**Exercise instructions**. Copy each line in the data that includes the word "blue".

┄┄┄┄┄┄

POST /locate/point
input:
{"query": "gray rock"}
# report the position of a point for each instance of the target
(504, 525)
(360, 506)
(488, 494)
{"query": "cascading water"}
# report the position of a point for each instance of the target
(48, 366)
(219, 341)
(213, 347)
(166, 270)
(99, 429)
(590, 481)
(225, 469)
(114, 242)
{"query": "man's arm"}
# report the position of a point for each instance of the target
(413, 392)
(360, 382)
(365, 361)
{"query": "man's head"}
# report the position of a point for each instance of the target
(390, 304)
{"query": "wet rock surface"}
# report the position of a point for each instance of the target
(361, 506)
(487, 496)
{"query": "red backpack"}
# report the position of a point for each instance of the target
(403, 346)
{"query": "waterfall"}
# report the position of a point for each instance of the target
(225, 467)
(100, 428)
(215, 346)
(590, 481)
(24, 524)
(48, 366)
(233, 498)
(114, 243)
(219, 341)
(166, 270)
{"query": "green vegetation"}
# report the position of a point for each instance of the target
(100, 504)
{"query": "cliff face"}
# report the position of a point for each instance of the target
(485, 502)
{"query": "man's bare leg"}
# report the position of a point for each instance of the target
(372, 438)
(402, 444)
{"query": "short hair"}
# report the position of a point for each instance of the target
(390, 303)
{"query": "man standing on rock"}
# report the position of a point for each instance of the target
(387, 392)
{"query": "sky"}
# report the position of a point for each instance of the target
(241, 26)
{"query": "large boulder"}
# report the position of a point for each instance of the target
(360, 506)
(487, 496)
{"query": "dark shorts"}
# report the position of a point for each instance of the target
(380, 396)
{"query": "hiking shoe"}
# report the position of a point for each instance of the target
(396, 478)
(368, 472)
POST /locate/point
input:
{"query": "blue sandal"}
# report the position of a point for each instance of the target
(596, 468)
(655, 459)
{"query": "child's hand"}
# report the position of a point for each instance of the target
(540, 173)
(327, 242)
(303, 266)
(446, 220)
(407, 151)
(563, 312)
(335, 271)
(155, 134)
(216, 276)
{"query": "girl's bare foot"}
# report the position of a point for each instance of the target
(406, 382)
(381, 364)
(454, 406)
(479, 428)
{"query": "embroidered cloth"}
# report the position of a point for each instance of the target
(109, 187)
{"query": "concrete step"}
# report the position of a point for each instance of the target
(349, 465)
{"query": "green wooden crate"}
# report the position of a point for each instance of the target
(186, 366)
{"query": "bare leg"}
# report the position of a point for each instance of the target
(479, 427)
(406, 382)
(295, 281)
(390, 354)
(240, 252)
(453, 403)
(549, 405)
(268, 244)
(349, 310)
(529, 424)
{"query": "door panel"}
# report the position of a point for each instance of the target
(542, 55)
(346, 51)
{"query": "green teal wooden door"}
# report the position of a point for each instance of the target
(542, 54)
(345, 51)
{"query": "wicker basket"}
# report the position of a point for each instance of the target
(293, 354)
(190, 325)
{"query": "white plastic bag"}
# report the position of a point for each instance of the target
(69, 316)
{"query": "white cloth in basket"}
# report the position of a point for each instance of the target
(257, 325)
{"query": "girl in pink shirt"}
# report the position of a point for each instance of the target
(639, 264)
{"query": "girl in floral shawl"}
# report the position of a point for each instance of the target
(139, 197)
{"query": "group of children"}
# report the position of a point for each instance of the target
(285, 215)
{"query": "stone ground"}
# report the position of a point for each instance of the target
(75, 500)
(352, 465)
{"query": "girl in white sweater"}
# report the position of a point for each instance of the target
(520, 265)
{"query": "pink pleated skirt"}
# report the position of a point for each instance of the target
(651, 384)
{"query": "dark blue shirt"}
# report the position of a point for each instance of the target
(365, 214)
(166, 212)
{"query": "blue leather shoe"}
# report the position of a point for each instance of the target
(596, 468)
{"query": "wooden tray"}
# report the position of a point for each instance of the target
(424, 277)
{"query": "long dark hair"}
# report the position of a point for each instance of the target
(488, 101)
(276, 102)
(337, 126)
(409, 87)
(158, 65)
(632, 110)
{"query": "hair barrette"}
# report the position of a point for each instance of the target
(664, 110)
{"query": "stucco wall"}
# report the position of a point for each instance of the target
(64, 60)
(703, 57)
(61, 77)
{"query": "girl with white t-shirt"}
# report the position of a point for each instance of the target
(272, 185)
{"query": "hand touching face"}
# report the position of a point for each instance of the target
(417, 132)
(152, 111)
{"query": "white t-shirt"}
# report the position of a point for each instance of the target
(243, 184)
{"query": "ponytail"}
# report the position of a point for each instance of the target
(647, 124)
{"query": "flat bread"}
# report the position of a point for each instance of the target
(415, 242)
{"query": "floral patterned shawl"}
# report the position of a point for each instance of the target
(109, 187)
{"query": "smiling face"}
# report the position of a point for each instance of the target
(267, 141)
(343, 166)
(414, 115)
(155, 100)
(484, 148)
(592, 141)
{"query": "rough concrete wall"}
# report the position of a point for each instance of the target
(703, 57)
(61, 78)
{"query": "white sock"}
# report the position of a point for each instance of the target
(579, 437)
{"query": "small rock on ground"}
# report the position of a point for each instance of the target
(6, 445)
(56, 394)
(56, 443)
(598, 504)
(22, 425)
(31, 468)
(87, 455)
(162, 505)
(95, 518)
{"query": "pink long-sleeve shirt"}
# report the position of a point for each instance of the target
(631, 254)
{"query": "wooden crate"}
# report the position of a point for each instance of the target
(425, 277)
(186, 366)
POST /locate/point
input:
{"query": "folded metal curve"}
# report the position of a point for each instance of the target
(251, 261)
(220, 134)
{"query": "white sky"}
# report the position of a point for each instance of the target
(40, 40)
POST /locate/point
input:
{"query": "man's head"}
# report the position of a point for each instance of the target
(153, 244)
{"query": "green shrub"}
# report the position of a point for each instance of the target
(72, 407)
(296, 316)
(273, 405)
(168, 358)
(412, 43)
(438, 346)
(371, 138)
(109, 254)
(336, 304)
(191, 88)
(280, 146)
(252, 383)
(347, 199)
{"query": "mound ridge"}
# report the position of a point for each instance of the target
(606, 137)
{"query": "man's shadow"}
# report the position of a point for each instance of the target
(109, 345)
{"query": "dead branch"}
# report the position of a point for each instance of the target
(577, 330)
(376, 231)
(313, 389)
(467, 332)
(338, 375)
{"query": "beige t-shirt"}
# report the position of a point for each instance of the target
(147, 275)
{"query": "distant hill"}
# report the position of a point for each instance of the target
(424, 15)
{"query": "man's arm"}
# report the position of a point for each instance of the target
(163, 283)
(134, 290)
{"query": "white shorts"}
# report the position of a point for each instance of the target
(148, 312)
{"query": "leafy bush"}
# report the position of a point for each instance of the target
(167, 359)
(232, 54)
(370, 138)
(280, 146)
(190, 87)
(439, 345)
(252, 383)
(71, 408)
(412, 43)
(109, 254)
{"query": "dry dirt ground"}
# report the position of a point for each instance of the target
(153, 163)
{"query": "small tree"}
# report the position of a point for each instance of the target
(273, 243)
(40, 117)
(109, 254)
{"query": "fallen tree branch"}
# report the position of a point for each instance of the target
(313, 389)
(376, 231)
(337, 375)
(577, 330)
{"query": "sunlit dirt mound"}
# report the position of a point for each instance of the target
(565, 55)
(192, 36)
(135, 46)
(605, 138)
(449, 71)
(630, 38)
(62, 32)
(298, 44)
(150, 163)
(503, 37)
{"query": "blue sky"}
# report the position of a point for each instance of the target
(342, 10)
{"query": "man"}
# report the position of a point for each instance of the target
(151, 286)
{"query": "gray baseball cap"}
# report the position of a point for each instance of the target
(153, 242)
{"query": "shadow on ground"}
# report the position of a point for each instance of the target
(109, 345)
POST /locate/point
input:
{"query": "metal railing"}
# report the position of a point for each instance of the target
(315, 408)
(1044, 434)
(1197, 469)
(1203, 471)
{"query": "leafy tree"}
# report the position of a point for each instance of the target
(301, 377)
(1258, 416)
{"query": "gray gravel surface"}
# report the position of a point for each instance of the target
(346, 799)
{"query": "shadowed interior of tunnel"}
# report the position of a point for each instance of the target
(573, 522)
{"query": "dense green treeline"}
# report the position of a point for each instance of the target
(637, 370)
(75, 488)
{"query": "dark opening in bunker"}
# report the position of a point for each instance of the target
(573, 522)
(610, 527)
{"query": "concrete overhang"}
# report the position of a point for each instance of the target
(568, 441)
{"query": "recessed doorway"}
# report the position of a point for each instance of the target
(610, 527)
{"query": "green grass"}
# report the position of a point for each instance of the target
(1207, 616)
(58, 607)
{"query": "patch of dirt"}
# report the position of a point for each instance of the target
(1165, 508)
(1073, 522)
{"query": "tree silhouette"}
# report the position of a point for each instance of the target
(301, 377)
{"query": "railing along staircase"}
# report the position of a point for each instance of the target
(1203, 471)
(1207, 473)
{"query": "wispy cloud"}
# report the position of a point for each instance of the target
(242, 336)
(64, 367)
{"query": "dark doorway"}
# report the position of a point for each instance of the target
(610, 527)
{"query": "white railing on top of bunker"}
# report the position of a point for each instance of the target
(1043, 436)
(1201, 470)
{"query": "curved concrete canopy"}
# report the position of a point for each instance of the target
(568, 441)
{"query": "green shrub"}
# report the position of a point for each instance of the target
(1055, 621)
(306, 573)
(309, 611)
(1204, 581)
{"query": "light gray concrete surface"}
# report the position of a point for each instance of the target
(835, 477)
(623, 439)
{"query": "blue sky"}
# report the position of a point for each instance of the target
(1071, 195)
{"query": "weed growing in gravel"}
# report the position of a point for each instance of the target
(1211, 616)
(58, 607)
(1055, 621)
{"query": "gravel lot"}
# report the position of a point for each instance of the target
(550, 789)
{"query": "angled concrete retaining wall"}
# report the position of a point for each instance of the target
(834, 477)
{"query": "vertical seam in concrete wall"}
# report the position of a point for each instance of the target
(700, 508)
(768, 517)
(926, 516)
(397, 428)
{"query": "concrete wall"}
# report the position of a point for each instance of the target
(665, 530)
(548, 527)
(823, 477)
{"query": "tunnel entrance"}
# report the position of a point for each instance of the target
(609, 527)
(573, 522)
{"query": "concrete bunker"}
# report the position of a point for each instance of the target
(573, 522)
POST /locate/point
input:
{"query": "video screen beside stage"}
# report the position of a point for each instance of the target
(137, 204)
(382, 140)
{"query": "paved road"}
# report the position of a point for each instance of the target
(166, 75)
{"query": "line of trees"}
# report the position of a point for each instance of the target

┄┄┄┄┄┄

**Your response**.
{"query": "blue sandal"}
{"query": "dark blue shirt"}
{"query": "blue leather shoe"}
{"query": "blue sky"}
{"query": "blue sky"}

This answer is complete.